Source data section start

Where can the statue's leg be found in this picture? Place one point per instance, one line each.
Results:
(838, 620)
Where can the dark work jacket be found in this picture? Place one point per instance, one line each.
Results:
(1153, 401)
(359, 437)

Source data section end

Instructions for the task →
Could you transcribe all of the entries exactly, leaving nothing out?

Task answer →
Where can the statue's leg be found in this picture? Place one point per instance, one line each.
Results:
(838, 620)
Where can the dark work jacket be found in this picture? Place one point per instance, one line each.
Results:
(1153, 401)
(359, 437)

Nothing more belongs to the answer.